Work instructions:
**1.** Using the court findings on the Felix lease, answer each question on its own line, marked like the question:
(a) Which section of the Lease is the "anti-waiver" clause?
(b) On what date was National's chapter 11 dismissed?
(c) On what date did AFC send the Franchisees a "notice of termination"?
**2.** Rewrite the court findings on the Felix lease from "12. Rodney Bynum" up to and including "Bynum and Pace.", renaming "Will Pace" as "William Pace" throughout.
**3.** Carry the court findings on the Felix lease forward from the point where they stop.

Source passage:
10. Section 24(b)(i) of the Lease provided that, upon the occurrence of an "event of default", GE was entitled to exercise all remedies available in law or in equity, including the remedy of terminating the Lease, by which Felix's right of possession of the Leased Properties would be terminated. The Lease, as well, would be terminated as to all aspects other than Felix's liability.
11. Finally, Section 39 of the Lease - the "anti-waiver" clause - provided that no provision of the Lease shall be deemed waived except by a written instrument unambiguously setting forth the matter waived and signed by the party against which enforcement of the waiver is sought.
12. Rodney Bynum ("Bynum") testified that he acquired a 50% interest in Felix and that Will Pace acquired the remaining 50% interest in 2006 or 2007, which would have been well after the Lease was executed. Felix's counsel's proposed findings indicate that in August , 2006, Franke sold a controlling interest in Felix to Rodney Bynum, Will Pace and Jackie Pace. This transfer would have changed the ownership structure of Felix. GE did not receive notice of the Transfer prior to the Transfer taking place and did not provide prior written consent to the Transfer. Nonetheless, GE continued to work with Bynum and Pace.
13. The Popeye's Chicken restaurants that were housed in the Leased Properties were operated by a succession of franchisees (collectively "Franchisees") pursuant to a franchise agreement with AFC Enterprises, Inc. dba Popeye's Louisiana Chicken ("AFC"), the franchisor. Bynum had also owned an interest in the franchisees, but somehow divested himself of that interest in 2008 or 2009 wherein Will Pace became an owner of the franchisee. During all or a portion of 2009, the franchise that operated the Popeye's Chicken restaurant was National Franchise Developers of Indiana LLC ("National") in which Will Pace held an interest. National later filed a chapter 11 which was dismissed on September 7, 2009. National ceased business operations and closed its registration with the Indiana Department of Revenue ("IDR") on December 31, 2009. National apparently transferred all of its interest in the franchise agreement to Diversified Restaurant Management, LLC ("Diversified") on or about January 1, 2010 and Diversified opened a new registration with the IDR.
14. National itself failed to meet its financial and tax obligations. The IDR obtained several judgments against National which collectively exceeded $2,000,000 for nonpayment of sales and use, wage withholding, food and beverage and corporate income taxes from the period of 2003-2009. On July 23, 2010, Will Pace, as responsible officer of National, and the IDR entered into an "Agreed Entry for Injunction" wherein Pace agreed that all future taxes would stay current . Pace was also given a period of time to make a good faith effort to sell the restaurants. Finally, Pace agreed to be enjoined from doing business in Indiana and from transferring any monies or assets owned by or in his possession as a result of his business activities.
15. In additional to its tax problems, National and/or the Franchisees defaulted on various obligations under the franchise agreement, and, on August 26, 2010, AFC , sent to the Franchisees a "notice of termination" whereby all the franchise agreements were terminated, effective immediately.

Entries supplied:
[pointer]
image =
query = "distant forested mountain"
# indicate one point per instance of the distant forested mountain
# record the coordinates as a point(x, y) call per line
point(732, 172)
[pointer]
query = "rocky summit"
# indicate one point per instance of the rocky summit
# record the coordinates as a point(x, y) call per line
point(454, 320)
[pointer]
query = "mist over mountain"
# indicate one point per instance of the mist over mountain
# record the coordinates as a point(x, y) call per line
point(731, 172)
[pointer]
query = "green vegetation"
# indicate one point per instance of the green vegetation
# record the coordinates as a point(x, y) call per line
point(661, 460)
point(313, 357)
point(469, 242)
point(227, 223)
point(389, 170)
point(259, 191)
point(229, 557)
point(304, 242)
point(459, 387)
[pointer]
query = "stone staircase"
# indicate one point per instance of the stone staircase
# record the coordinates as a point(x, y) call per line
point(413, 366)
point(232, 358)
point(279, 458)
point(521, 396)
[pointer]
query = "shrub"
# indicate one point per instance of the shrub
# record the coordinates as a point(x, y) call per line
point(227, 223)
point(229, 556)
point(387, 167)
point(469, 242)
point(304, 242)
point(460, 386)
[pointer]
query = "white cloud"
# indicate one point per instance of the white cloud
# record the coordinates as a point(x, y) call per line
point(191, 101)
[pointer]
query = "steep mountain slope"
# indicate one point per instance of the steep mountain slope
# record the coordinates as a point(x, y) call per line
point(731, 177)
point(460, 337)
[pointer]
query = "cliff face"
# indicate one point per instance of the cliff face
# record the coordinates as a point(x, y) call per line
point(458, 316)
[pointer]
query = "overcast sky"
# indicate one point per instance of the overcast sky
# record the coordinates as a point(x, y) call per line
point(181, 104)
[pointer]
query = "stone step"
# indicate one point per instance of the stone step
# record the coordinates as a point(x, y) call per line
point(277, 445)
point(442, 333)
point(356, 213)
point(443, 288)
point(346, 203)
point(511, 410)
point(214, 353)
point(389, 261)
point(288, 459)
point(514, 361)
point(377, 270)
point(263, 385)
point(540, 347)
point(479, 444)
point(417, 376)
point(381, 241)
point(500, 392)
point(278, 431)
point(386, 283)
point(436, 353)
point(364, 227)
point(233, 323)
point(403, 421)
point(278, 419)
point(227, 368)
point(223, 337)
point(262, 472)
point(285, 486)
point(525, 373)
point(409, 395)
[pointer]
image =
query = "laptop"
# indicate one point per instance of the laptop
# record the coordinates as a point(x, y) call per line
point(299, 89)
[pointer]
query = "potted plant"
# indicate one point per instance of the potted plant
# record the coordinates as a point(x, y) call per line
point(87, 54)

Outputs:
**1.**
(a) Section 39
(b) September 7, 2009
(c) August 26, 2010

**2.**
12. Rodney Bynum ("Bynum") testified that he acquired a 50% interest in Felix and that William Pace acquired the remaining 50% interest in 2006 or 2007, which would have been well after the Lease was executed. Felix's counsel's proposed findings indicate that in August , 2006, Franke sold a controlling interest in Felix to Rodney Bynum, William Pace and Jackie Pace. This transfer would have changed the ownership structure of Felix. GE did not receive notice of the Transfer prior to the Transfer taking place and did not provide prior written consent to the Transfer. Nonetheless, GE continued to work with Bynum and Pace.

**3.**
16. Given the termination of the franchises needed to operate the restaurants, business operations ceased at the Leased Properties. Jerri Greene, manager of the East Washington location, testified that the East Washington store was open the Tuesday after Labor Day (September 7, 2010) but that the product from that store was transferred to the two other stores at East 38th and East 46th the next day and that the East Washington store closed, then, on September 8, 2010. There was no direct testimony as to when the other stores closed, but there was testimony that the East 38th Street store was the last to close. Given Mr Greene's testimony that he was paid in cash on September 14th, a payday, the Court finds that the East 38th Street store closed no later than September 14, 2010.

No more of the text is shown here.